TASKS ::
**a.** Decide whether each statement agrees with the blog post on the placebo effect, answering yes or no and quoting the words from the post that settle it: (i) The writer read the article in a free newspaper while at a conference in Washington, D.C. (ii) The effects of placebos have been decreasing over the past decades. (iii) Patients who know they are getting a placebo never do better than patients given nothing at all.
**b.** According to the blog post on the placebo effect, what did one of Tiller's studies show that intention may be able to change?

** GIVEN PASSAGE follows **

Thursday, June 18, 2015

The Placebo Effect

Well, I see I've been lazy about posting to the blog the past month. I've been doing a lot of traveling and I tend to get preoccupied with other, offline, things when I venture from home.

While at a conference in Washington, D.C., I read an interesting article in the free newspaper they left on my doorstep.  It's titled "A New Way of Looking at Placebos" by Tara MacIsaac, from the Epoch Times, and it discusses the placebo effect in healing, something that has puzzled people for quite a while.

A placebo is basically a fake treatment--something that is simulated or is medically ineffective--which is given to some patients in medical testing to create a control group to compare to the people actually getting the real treatment. But sometimes the people given the placebo have a perceived or an actual improvement in their condition. In fact, sometimes patients who know that the treatment they're getting isn't genuine, but a placebo, will still do better than other patients who aren't given anything at all.

It's been assumed that the placebo effect is caused by the relationship between the mind and body in healing and that it's the person's thoughts that must affect the body in some way. But according to the article, the effects of placebos have been increasing over the past decades, to where this phenomenon now accounts for as much as 70 percent of an effect in a medical trial.  Two researchers who have been studying this effect, Dr. William Tiller (Ph.D.) and Dr. Nisha Manek (M.D.), have begun considering the idea that human intention physically changes the placebo in some way, causing it to have the beneficial effect. Tiller has conducted various experiments to test this idea, such as a study that has shown that intention  may be able to change the pH-levels of water. The two published some of their findings in a paper titled, "A new perspective on 'the placebo effect': Untangling the Entanglement (Medical Hypothesis, 2011).

** End of GIVEN PASSAGE **
** RECORDED DATA follows **

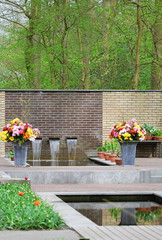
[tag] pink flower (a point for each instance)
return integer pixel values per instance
(115, 134)
(134, 120)
(21, 131)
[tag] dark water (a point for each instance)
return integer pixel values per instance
(85, 162)
(121, 213)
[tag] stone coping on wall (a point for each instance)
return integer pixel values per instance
(75, 90)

** End of RECORDED DATA **

LIST OF ANSWERS ::
**a.**
(i) Yes: "While at a conference in Washington, D.C., I read an interesting article in the free newspaper they left on my doorstep."
(ii) No: "the effects of placebos have been increasing over the past decades"
(iii) No: "sometimes patients who know that the treatment they're getting isn't genuine, but a placebo, will still do better than other patients who aren't given anything at all."

**b.** The pH-levels of water.